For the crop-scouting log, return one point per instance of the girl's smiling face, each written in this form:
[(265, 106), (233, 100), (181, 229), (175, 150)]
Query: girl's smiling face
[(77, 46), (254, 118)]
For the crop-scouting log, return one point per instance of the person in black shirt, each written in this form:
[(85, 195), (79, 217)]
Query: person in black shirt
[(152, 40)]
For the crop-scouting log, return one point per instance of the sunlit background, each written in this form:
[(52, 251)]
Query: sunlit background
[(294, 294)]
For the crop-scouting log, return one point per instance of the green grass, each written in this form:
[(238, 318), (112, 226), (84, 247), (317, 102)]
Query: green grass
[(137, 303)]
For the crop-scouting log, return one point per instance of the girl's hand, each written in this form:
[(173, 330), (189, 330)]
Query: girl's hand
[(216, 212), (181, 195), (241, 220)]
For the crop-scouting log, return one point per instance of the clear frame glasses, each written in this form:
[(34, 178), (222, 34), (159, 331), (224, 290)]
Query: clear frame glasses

Required task: Rewrite every row above in full, requests included, and shift each coordinate in the answer point lists by -150. Leave the format sample lists under the requests unchanged.

Reply:
For the crop-scouting log, return one point per instance of the girl's smiling face, each written in this form:
[(265, 106), (233, 100), (181, 229), (175, 150)]
Query: girl's smiling face
[(-73, -104), (104, -32)]
For the crop-scouting log, return one point per instance of the person in black shirt, each written in this form:
[(85, 195), (79, 217)]
Query: person in black shirt
[(2, -110)]
For the crop-scouting log, return one point per instance of the sunlit background, each written in this form:
[(52, 251)]
Query: sunlit background
[(144, 144)]
For the crop-scouting log, return one point per instance of the green grass, each written in this form:
[(238, 318), (112, 226), (84, 247), (317, 102)]
Query: green grass
[(-13, 153)]
For the crop-scouting log, return one point per instance of the girl's hand, each written in this form:
[(173, 330), (189, 330)]
Query: girl's hand
[(66, 62), (31, 45), (91, 70)]
For the crop-scouting log, return one point per instance of the clear frame glasses, each written in this form:
[(34, 178), (222, 34), (159, 331), (224, 290)]
Query: clear frame glasses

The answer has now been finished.